WORK REQUEST
Rewrite the forum posts on loneliness during Covid between "My life is affected" and "come out of it.", inclusive, replacing "garden" with "park".

But it still must be better to have the children and their love than not at all do you think? You have the grandchildren too. I understand you would want some life of your own on the side too.
If you could do more what would you like to do? The choir is one area.
You say you have masked your loneliness in the past. I think on-line should be an area we can make use of at this time when social lives are affected.
I am happy to chat and log in regularly, if you want to message back on here. Chatting to others can help.
Dina
However, as I write this, my younger Daughter is in labour with her little girl. I am much closer with this Daughter, maybe like you are with your parents:) She has positively encouraged me involvement and connection through her pregnancy. I suspect (and hope) that I will be busy looking after both Mum and baby for the foreseeable. I hope one day I can get back to a better relationship with my older Daughter.
Thank you again for reaching out.
Glad to hear from your response that you are close with your younger daughter. You have a lovely relationship and bond there and a new grand-daughter on the way. That is exciting.
It is a shame when families fall out and it can be so hurtful. As you say mothers who have not long given birth are hormonal and quite sensitive. I only know as I have heard similar stories from others. Offence can possibly be taken quite easily at things said as if they are criticisms. You have a tentative truce now, so that is something and hopefully time will heal and it will be talked about.
I think people can feel lonely even with family around them. Maybe if they do not feel valued because not much time is spent together. Some people cannot show their love as easily.
Are you affected by covid in that you feel afraid to meet up with people at all?
My life is affected because I am reluctant to meet unless in a garden or outside. The government have frightened us into this when trying to make us stay home and it will take time to come out of it.
Take care
Its all very well and good reminding ourselves that there are people worse of than us, but sometimes it just doesn't change the fact that its a bad day. Covid has left so many people feeling lonely and unconnected to people. Five months of your own company is a long time, even if you really like yourself, and your own company Years ago I would have what I called duvet days, where I would allow myself a bad day, and just go with it, do nothing, watch trash TV, eat rubbish etc. Which is great, now and again. But I found actually I was having a lot of duvet days, and they had stopped serving the purpose they had. I found getting out, meeting friends, starting a course all helped me. But these are the very things we can't do now. Thank god for the internet eh?
Covid has made me think about what retirement will be like and I suppose made me panic a bit . I love the theatre and just discovered my local theatre are looking for volunteers so may be something I can do once this is all over. It means I will meet people and get to see the shows for free. There is also a local walking group I may also join.
Its all very well and good reminding ourselves that there are people worse of than us, but sometimes it just doesn't change the fact that its a bad day. Covid has left so many people feeling lonely and unconnected to people. Five months of your own company is a long time, even if you really like yourself, and your own company 🙂 Years ago I would have what I called duvet days, where I would allow myself a bad day, and just go with it, do nothing, watch trash TV, eat rubbish etc. Which is great, now and again. But I found actually I was having a lot of duvet days, and they had stopped serving the purpose they had. I found getting out, meeting friends, starting a course all helped me. But these are the very things we can't do now. Thank god for the internet eh?
I know there are lots of other people worse off than me but today I am feeling sorry for myself and thought maybe talking to people may help me as well.

EXTRACTED ENTRIES

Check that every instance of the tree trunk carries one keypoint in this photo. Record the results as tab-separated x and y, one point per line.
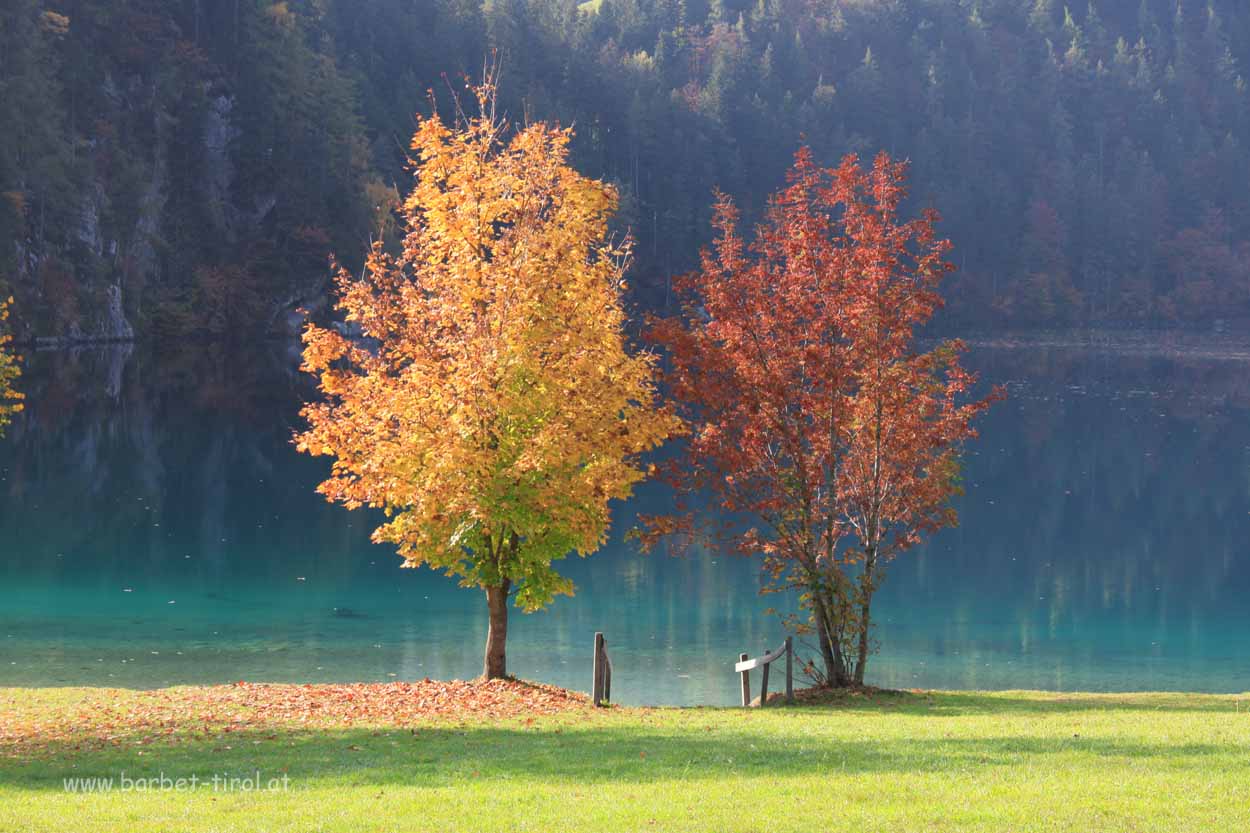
861	661
830	649
868	587
496	636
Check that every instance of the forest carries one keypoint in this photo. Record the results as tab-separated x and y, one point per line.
184	169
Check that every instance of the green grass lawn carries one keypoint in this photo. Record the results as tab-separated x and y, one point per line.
1018	761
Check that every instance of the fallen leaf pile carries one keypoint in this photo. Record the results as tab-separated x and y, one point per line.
125	718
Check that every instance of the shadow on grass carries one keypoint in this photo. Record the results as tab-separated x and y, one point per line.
589	753
1014	703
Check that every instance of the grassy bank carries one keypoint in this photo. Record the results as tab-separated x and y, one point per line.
1018	761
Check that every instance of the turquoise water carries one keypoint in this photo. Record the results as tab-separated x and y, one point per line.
156	527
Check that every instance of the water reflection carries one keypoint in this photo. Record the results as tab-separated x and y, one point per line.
158	528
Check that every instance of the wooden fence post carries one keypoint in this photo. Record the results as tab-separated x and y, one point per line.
746	682
789	669
764	683
596	686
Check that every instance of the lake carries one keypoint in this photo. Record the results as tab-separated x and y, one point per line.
156	527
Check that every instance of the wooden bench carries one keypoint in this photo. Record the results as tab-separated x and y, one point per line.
745	666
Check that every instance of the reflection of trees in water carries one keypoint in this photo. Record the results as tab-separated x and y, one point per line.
145	457
1109	485
1109	474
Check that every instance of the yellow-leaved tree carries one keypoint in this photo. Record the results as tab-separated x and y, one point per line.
10	370
484	394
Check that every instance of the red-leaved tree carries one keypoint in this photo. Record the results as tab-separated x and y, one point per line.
828	442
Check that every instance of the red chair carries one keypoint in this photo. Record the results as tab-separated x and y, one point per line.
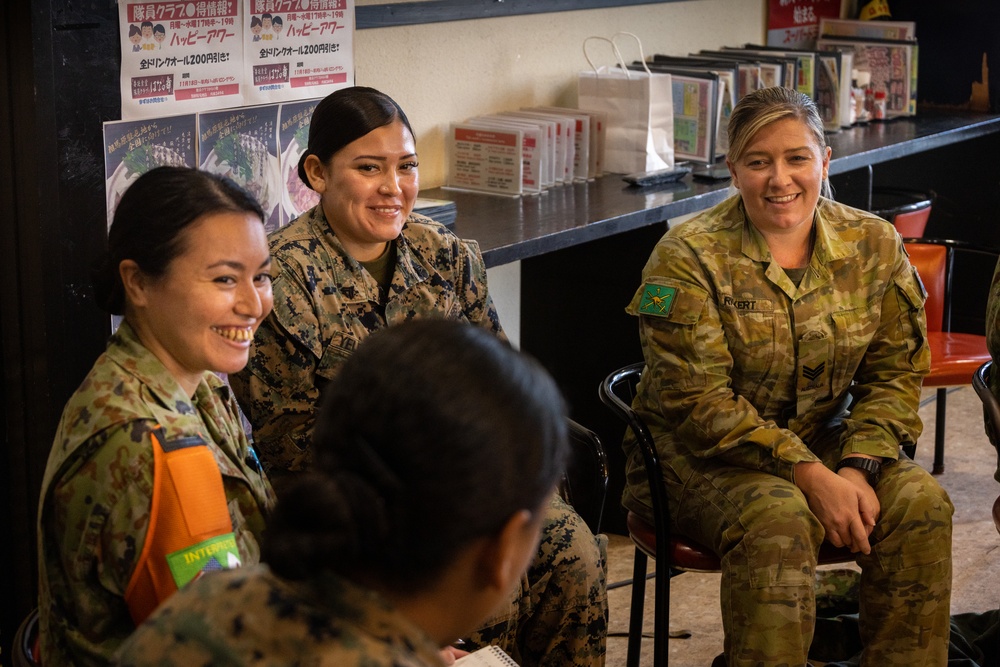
954	356
683	554
907	210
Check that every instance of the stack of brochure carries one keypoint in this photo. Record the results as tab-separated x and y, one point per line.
526	151
439	210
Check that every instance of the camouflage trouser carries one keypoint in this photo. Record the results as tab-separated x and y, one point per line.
768	540
559	615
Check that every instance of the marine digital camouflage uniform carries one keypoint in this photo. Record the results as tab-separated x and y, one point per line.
325	304
251	616
993	343
746	375
97	492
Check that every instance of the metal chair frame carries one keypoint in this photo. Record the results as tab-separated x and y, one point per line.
941	395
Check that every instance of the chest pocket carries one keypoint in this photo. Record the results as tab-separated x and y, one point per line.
853	332
342	345
751	337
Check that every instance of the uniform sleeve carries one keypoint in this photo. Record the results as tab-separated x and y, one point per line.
477	304
687	382
887	385
279	387
94	530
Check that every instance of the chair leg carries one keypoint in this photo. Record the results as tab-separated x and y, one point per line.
942	401
661	611
636	612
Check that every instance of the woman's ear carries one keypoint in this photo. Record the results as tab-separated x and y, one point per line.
315	173
134	281
732	174
510	551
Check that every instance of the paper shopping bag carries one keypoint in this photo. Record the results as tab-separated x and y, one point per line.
639	108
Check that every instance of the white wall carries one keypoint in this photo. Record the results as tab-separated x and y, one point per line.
443	72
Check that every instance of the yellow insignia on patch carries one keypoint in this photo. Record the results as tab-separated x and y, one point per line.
657	300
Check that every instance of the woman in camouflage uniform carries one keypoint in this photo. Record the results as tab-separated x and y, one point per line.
187	266
361	261
422	508
784	340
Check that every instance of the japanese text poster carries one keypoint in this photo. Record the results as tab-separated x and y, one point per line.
180	56
242	144
133	147
293	138
297	49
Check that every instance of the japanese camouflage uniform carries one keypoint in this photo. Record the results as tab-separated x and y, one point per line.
97	492
993	344
325	304
251	616
748	374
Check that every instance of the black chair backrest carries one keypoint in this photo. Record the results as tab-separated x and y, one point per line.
991	406
617	392
585	485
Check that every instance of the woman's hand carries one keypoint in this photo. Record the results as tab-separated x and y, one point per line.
844	503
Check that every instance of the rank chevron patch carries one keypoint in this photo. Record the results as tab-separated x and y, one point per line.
813	373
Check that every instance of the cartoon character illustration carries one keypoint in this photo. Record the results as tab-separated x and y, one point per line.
135	36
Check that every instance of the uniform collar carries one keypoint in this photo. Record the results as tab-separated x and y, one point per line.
406	273
828	246
126	350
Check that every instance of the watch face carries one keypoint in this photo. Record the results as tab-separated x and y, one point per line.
870	466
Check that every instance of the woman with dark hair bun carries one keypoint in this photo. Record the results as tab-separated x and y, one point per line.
361	261
423	508
151	480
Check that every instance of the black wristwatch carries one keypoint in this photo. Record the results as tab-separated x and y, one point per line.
870	466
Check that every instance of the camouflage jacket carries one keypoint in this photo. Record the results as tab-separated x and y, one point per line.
746	369
97	492
325	303
252	616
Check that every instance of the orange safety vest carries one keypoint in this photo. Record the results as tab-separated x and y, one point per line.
190	531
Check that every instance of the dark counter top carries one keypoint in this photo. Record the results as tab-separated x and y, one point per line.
512	229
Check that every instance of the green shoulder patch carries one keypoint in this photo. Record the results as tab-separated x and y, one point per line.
656	300
215	553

ANSWER BOX
My life is affected because I am reluctant to meet unless in a park or outside. The government have frightened us into this when trying to make us stay home and it will take time to come out of it.